To verify dopamine-induced signaling was mediated via GPCR activation dox-treated cells were pretreated for 1 h in the presence of 1 µM GPCR antagonist prior to stimulation with a submaximal concentration (31.6 µM) dopamine. Addition of antagonists to the cells did not affect the nCI compared to cells pretreated with vehicle (Supplementary Fig. S1c). In contrast to U2OS-DAT cells the dopamine response was not affected by the dopamine D1-like receptor antagonist SCH23390, but was significantly reduced (p < 0.001) in the presence of alpha-2 adrenergic receptor antagonist yohimbine (Fig. 4f). This suggests that DAT function can be detected in JumpIn-DAT cells albeit through distinct receptor activation compared to U2OS-DAT cells.

Record extracts ::
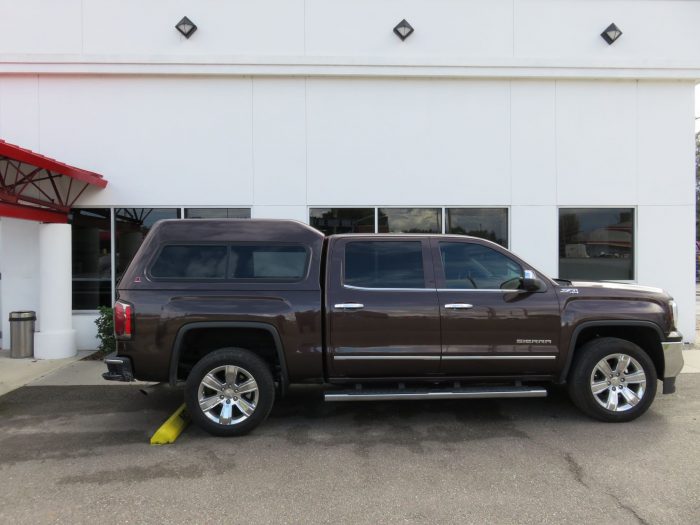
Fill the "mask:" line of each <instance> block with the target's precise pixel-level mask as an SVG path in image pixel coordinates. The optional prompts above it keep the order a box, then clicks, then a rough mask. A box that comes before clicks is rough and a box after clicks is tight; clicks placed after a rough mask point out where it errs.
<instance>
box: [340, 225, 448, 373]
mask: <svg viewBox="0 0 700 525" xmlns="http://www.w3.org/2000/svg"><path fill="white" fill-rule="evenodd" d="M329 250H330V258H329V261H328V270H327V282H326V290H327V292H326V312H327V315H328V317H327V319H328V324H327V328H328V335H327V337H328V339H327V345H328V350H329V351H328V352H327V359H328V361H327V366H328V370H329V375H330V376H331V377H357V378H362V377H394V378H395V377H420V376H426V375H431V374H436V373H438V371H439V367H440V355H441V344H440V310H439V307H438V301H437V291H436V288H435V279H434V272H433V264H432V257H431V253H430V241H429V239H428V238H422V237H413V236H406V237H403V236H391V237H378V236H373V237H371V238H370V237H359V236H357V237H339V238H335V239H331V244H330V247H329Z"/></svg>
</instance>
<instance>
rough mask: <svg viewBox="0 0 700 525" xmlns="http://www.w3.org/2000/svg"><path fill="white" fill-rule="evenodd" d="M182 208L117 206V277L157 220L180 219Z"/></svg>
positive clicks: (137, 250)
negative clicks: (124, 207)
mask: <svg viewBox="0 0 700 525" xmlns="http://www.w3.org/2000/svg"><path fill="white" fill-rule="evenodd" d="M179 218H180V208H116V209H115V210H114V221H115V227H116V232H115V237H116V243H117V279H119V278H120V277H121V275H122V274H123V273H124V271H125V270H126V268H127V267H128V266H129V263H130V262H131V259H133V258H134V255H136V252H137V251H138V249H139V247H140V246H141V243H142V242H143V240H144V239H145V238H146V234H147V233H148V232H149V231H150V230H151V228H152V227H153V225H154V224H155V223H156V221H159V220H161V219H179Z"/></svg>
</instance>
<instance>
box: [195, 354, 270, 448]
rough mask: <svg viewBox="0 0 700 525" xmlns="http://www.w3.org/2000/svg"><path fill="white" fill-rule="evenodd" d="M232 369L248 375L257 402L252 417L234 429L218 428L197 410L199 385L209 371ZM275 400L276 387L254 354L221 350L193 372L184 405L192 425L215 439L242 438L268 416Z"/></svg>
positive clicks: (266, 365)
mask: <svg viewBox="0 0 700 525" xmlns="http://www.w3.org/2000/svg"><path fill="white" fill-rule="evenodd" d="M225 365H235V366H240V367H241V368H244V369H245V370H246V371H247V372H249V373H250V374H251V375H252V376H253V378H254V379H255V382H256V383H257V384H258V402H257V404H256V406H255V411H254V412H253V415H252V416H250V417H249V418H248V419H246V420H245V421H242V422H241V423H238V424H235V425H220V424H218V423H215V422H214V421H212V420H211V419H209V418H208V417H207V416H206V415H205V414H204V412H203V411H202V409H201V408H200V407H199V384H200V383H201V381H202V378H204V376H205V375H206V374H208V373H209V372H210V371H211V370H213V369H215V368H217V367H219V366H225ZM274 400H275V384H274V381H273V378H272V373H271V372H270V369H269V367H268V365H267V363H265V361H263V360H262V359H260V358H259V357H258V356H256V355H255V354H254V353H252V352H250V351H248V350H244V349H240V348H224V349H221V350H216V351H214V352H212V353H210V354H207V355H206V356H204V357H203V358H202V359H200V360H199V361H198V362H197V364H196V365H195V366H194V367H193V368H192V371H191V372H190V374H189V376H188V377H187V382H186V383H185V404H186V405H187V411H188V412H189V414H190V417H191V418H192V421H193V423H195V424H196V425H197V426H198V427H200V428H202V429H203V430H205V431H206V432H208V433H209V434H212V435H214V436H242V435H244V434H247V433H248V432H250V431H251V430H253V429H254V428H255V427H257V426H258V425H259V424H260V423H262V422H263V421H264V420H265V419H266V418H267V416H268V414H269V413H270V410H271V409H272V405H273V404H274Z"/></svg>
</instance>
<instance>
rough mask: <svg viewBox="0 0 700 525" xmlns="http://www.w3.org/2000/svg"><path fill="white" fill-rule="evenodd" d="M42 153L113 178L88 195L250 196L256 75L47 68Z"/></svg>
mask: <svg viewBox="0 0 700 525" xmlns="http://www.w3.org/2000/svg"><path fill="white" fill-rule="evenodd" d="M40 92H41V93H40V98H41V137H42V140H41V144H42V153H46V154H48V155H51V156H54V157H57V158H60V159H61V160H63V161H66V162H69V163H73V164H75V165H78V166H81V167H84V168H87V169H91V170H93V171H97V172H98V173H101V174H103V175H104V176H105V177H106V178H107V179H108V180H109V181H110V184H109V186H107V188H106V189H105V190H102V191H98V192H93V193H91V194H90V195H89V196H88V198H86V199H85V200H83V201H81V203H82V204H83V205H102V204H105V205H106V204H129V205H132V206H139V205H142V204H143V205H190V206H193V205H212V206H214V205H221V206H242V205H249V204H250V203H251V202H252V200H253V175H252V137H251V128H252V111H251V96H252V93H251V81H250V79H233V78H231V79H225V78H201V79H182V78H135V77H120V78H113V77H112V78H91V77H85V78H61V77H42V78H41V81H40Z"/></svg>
* * *
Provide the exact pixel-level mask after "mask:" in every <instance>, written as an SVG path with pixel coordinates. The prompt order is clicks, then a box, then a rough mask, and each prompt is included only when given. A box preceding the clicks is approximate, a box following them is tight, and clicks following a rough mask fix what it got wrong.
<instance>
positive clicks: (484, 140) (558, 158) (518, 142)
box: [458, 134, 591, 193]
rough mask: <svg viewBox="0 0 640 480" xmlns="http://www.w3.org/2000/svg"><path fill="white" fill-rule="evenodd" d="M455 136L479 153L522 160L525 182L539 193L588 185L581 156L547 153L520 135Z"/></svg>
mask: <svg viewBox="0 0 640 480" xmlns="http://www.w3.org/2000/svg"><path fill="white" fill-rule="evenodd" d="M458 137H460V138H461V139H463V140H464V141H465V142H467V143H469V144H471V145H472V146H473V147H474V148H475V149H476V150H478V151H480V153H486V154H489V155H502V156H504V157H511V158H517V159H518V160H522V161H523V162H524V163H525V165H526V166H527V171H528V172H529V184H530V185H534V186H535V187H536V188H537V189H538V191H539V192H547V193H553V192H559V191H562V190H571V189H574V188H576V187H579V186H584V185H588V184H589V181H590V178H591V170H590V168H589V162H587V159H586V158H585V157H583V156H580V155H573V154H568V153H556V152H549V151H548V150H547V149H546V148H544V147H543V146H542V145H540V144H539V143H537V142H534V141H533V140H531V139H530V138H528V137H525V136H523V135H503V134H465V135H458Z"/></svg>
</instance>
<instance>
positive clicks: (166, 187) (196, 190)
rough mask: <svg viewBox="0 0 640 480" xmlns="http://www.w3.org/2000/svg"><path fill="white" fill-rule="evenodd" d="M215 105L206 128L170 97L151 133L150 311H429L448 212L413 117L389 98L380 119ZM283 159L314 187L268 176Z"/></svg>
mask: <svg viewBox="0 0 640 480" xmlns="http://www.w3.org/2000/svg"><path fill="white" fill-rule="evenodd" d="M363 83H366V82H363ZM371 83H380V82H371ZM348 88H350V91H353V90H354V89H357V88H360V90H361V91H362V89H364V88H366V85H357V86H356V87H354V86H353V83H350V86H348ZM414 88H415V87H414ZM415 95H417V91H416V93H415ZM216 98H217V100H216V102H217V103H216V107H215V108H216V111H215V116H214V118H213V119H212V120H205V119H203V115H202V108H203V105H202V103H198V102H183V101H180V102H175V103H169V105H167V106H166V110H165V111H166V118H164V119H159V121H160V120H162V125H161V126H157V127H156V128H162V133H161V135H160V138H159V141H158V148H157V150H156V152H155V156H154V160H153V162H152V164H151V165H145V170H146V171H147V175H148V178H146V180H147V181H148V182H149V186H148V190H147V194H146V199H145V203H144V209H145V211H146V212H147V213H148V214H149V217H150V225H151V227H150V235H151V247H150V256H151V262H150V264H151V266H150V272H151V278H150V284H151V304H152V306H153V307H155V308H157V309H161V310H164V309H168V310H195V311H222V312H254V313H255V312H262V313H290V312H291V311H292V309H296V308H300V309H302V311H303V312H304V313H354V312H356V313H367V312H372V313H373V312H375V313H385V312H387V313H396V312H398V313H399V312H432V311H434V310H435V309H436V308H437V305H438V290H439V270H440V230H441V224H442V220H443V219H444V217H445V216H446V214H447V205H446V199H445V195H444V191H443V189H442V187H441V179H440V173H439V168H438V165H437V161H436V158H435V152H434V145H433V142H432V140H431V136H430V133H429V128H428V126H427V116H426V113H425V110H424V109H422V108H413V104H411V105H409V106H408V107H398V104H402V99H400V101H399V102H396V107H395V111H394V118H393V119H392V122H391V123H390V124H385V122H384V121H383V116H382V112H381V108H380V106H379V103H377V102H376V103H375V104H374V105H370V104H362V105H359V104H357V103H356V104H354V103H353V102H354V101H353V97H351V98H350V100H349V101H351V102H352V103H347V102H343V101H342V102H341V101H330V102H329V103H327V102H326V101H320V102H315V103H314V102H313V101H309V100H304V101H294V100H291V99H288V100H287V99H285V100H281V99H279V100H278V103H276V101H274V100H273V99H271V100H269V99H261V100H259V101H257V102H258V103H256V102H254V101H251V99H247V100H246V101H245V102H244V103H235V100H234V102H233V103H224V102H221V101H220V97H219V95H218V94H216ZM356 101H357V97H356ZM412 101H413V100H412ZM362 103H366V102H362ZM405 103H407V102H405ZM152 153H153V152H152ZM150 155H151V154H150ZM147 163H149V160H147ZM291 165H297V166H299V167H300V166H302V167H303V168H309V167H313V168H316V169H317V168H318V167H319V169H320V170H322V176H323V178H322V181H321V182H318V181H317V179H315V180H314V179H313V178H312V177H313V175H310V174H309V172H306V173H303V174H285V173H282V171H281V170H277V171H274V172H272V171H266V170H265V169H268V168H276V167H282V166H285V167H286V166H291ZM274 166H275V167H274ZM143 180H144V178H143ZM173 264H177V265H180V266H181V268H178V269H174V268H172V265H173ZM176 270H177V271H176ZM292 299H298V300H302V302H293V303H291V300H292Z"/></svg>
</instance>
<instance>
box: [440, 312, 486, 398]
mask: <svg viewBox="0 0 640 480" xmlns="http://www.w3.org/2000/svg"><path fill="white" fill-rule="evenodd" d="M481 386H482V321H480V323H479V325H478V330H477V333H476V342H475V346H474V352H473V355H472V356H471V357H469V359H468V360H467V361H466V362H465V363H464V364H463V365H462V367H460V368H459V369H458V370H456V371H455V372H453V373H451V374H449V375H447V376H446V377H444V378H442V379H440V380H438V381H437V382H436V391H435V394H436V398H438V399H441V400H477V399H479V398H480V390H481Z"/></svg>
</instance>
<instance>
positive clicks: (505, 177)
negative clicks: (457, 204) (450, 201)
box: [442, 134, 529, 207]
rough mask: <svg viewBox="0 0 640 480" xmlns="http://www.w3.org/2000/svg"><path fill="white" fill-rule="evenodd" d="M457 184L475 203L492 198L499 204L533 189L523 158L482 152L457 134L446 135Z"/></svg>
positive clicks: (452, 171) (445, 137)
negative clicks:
==
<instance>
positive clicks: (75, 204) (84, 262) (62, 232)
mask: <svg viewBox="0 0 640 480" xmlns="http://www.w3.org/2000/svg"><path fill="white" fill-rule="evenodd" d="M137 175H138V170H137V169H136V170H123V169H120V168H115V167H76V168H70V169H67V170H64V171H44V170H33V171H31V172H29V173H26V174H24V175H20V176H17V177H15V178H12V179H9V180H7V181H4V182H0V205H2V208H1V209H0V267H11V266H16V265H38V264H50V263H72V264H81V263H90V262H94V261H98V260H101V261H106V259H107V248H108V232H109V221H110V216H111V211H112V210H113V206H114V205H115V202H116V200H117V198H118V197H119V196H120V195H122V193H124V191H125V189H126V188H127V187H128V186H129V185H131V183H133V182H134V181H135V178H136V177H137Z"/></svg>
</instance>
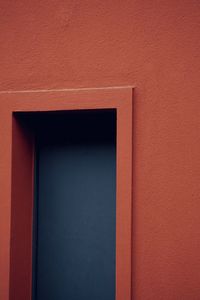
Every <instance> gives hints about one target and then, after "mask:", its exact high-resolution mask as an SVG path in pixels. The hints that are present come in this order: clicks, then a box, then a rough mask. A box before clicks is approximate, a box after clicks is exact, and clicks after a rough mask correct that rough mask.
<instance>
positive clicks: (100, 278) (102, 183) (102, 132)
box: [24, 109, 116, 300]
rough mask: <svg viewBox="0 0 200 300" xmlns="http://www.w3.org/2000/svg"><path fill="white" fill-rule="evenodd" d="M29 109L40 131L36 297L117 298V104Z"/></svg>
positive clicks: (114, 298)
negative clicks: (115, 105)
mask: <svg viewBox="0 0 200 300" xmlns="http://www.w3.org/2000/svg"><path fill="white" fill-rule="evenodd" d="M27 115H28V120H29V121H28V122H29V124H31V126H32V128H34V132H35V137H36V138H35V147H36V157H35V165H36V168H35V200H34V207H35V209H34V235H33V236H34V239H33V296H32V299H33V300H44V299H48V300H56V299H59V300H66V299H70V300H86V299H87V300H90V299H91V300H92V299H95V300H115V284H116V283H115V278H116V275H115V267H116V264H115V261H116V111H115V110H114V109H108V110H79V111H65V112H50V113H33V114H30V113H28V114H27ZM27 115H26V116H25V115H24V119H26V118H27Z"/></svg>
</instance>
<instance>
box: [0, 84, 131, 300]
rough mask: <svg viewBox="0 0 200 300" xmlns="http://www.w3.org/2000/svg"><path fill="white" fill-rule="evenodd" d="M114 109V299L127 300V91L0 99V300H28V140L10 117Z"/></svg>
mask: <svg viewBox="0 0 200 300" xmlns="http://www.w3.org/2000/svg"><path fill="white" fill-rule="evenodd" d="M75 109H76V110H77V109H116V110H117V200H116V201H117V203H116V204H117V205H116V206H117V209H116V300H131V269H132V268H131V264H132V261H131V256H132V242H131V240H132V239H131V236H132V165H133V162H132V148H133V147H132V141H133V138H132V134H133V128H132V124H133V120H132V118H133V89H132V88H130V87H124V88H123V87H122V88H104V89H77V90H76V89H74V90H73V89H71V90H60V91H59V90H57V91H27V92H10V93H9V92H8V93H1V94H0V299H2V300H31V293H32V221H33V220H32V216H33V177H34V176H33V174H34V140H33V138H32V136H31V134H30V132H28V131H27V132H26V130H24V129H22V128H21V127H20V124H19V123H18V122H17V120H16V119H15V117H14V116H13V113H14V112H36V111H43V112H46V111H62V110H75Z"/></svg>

Task requirements ::
**1.** Translate this sentence from the excerpt on dopamine signaling in JumpIn-DAT cells into French: "This suggests that DAT function can be detected in JumpIn-DAT cells albeit through distinct receptor activation compared to U2OS-DAT cells."
**2.** In the excerpt on dopamine signaling in JumpIn-DAT cells, which antagonist significantly reduced the dopamine response?
**3.** Go on with the excerpt on dopamine signaling in JumpIn-DAT cells, starting after its final sentence.

Results of the exercise ::
**1.** Cela suggère que la fonction du DAT peut être détectée dans les cellules JumpIn-DAT, bien que par le biais d'une activation de récepteurs différente de celle observée dans les cellules U2OS-DAT.

**2.** The alpha-2 adrenergic receptor antagonist yohimbine.

**3.**
Characterization of DAT inhibitors is possible using JumpIn-DAT cells in a TRACT assay
After characterization of the dopamine response the inhibitory potencies of two DAT inhibitors were determined in the TRACT assay. In addition to GBR12909 the dopamine-potentiating effect of cocaine was assessed. Pretreatment of dox-treated cells for 1 h with 10 µM GBR12909 or cocaine on their own did not substantially affect impedance over time (Supplementary Fig. S2b). Subsequent stimulation with dopamine led to increased nCI values after 10 min at concentrations of dopamine between 1 and 31.6 µM compared to vehicle-pretreated cells (compare Fig. 5a to 4d). Consequently, GBR12909 enhanced the apparent potency of dopamine twofold (pEC50 = 4.6 ± 0.2) compared to vehicle-pretreated cells (pEC50 = 4.3 ± 0.0), though this was not significant (p = 0.057). Cocaine showed a significant (p < 0.001), threefold increase in apparent potency of dopamine (pEC50 = 4.9 ± 0.1) (Fig. 5b, Table 1). Of note, cocaine was thereby able to restore dopamine’s apparent potency to a value close to the one observed in cells without DAT (–dox: pEC50 = 5.1 ± 0.1; Table 1). Comparable to U2OS-DAT cells the slope of the dopamine concentration-effect curve in dox-treated cells was steeper (1.5 ± 0.1) compared to vehicle-treated cells (0.8 ± 0.1) and dox-treated cells pretreated with GBR12909 (0.8 ± 0.1) or cocaine (0.7 ± 0.1) when a variable slope regression model was used (Supplementary Table S1, Supplementary Fig. S3b).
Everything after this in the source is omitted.